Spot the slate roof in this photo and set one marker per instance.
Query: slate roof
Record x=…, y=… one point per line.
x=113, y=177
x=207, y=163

----------

Turn the records above into a numbered list, one item per line, and leave out any blank lines.

1. Spot the slate roof in this photo and set one marker per instance.
2. Query: slate roof
3. Record x=…, y=… one point per line.
4. x=113, y=177
5. x=207, y=163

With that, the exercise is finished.